The task. State how many lines of the records contain the string "white", and give no other information.

(Data excerpts)
* * * * *

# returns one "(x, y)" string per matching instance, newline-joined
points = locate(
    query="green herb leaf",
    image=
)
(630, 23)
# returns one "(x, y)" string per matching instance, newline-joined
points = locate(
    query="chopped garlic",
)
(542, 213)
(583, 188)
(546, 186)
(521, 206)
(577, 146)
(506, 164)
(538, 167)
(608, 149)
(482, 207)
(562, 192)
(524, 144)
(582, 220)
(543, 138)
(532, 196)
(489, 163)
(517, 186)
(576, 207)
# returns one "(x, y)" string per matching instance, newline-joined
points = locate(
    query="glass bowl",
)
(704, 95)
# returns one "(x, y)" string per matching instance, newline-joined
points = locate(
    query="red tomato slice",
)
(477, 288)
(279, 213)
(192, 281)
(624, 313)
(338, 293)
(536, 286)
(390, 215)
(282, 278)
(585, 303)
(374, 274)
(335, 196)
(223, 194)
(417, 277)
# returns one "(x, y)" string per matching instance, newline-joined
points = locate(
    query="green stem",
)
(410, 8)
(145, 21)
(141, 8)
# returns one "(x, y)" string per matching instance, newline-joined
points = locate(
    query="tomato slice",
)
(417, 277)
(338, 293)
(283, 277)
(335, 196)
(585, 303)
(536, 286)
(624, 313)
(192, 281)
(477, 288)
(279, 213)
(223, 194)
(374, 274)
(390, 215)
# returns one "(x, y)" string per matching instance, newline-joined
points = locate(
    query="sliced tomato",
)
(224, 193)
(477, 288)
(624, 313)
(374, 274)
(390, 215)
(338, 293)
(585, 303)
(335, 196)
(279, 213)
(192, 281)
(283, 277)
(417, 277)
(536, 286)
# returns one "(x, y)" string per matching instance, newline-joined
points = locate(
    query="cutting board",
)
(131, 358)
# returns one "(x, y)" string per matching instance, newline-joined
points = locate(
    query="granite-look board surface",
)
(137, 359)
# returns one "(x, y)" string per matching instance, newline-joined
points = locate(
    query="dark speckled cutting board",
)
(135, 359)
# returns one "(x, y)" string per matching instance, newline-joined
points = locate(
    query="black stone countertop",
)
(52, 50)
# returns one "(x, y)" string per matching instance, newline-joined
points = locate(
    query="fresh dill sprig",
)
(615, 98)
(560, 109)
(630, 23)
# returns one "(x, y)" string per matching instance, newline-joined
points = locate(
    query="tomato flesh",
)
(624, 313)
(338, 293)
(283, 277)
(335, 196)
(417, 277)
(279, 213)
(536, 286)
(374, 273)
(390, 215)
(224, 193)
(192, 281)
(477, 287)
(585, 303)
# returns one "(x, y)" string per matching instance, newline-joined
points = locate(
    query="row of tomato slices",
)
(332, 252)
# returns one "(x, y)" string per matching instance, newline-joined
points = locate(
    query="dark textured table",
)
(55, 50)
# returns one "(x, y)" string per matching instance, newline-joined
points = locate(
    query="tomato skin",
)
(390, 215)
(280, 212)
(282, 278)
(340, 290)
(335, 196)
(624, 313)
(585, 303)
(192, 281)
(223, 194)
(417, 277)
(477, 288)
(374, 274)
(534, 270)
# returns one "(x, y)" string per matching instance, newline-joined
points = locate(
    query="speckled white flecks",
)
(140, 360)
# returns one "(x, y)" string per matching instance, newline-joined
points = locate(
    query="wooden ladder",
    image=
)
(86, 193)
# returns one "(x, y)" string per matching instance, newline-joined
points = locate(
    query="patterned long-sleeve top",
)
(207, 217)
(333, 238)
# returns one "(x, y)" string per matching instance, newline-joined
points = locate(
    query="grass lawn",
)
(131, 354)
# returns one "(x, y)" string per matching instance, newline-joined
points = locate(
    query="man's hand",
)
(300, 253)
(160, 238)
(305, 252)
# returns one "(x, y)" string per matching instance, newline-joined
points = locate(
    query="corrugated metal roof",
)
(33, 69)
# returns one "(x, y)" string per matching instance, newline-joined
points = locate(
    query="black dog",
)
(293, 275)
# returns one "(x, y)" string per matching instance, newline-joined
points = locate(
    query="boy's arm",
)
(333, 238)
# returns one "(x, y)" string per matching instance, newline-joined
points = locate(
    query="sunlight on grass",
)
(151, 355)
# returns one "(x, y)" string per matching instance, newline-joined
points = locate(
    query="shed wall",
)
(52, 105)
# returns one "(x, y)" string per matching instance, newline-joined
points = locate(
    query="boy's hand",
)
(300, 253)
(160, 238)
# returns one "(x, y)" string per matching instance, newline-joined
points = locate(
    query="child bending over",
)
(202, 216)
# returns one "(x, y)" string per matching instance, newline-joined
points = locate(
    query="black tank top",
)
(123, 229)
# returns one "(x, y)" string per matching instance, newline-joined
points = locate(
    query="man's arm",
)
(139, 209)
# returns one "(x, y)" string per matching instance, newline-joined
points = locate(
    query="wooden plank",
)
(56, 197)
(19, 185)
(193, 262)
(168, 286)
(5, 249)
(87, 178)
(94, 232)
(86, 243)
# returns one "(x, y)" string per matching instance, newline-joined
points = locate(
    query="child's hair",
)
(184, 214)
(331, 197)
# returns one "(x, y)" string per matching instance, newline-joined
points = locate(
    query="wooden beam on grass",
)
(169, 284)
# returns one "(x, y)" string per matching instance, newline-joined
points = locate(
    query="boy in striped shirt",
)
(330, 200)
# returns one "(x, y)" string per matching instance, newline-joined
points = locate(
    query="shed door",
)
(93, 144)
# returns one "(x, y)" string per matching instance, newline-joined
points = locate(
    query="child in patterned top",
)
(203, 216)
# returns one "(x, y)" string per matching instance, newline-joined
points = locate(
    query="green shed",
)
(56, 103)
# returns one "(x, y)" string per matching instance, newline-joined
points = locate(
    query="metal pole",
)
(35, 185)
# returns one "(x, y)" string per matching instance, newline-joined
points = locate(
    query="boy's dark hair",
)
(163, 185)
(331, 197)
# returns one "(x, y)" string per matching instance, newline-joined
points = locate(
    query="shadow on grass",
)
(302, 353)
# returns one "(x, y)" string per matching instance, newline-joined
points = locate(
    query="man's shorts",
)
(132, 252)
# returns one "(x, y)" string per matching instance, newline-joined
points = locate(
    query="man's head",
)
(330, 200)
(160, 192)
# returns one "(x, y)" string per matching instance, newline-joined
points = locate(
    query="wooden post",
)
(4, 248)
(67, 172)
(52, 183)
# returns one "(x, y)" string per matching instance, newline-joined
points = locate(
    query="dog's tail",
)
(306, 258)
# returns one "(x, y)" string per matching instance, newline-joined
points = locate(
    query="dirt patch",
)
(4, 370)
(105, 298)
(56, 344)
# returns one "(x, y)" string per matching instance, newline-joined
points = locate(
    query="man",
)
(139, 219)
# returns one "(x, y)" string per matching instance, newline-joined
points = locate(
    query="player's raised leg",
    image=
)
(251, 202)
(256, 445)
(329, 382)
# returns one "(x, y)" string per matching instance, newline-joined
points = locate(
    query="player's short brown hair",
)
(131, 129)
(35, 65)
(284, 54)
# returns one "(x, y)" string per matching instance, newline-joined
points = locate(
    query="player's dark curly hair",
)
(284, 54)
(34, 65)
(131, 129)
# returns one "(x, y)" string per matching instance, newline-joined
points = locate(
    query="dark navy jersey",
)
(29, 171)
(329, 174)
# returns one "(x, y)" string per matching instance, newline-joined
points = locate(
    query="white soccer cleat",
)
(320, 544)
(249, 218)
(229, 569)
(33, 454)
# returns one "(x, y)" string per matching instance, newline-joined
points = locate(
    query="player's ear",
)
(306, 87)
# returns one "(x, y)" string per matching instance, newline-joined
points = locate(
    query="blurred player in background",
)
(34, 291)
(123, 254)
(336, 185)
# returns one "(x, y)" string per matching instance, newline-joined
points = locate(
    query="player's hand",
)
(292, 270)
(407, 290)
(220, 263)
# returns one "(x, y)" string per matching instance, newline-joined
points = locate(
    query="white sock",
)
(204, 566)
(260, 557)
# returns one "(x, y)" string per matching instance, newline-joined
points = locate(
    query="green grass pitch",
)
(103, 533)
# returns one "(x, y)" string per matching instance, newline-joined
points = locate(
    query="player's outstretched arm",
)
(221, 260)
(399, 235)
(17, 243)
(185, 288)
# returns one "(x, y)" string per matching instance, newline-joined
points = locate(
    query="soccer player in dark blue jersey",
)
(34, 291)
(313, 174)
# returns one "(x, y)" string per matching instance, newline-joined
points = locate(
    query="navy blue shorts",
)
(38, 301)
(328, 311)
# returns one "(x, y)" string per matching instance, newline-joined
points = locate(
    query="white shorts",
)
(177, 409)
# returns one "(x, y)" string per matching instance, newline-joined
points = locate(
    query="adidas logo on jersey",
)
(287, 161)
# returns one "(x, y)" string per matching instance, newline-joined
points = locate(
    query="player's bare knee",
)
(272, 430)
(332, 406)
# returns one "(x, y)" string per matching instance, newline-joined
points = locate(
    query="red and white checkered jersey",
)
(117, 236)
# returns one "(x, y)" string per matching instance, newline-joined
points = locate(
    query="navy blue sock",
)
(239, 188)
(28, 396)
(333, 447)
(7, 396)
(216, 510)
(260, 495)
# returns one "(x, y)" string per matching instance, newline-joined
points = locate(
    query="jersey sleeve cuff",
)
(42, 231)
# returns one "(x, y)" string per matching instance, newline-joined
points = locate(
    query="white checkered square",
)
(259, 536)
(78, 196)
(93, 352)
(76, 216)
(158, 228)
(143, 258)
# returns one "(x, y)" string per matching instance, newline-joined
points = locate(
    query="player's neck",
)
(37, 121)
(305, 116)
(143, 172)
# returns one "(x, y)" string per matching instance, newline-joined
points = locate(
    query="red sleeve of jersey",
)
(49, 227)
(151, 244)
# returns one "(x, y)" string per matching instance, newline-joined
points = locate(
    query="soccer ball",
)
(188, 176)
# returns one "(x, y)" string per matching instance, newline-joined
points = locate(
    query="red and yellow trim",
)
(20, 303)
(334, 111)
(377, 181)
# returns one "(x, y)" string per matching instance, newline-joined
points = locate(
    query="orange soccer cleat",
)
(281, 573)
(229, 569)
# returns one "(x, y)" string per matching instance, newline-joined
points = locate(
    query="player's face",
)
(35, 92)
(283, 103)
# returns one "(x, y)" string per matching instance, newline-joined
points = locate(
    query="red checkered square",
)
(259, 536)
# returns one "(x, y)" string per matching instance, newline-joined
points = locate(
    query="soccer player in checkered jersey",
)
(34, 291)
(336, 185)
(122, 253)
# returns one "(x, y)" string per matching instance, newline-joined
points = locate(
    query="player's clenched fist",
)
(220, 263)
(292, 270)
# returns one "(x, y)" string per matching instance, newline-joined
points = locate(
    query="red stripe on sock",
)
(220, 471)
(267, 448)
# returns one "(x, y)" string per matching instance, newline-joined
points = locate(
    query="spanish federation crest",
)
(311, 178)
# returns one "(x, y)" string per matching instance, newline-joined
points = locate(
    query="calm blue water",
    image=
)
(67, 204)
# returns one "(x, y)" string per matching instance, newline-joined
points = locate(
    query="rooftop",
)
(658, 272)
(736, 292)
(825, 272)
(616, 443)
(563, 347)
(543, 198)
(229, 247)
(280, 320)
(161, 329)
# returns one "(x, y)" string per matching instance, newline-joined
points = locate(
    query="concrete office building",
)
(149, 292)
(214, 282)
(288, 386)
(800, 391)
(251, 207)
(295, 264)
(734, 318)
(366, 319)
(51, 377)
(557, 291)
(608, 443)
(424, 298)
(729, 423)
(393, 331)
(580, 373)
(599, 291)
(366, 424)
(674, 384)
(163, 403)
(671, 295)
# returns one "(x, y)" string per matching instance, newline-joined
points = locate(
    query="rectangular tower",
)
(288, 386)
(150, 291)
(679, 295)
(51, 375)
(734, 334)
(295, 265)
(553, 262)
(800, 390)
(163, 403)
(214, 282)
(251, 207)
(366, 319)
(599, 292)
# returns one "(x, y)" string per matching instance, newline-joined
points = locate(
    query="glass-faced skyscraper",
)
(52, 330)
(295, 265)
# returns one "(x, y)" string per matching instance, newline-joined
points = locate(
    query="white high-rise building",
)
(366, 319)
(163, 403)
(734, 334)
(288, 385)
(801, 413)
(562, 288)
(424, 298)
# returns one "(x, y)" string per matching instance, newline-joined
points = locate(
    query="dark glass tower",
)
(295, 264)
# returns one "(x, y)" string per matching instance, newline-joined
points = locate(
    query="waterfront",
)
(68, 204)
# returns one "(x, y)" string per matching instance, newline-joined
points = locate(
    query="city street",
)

* * * * *

Written solution. 7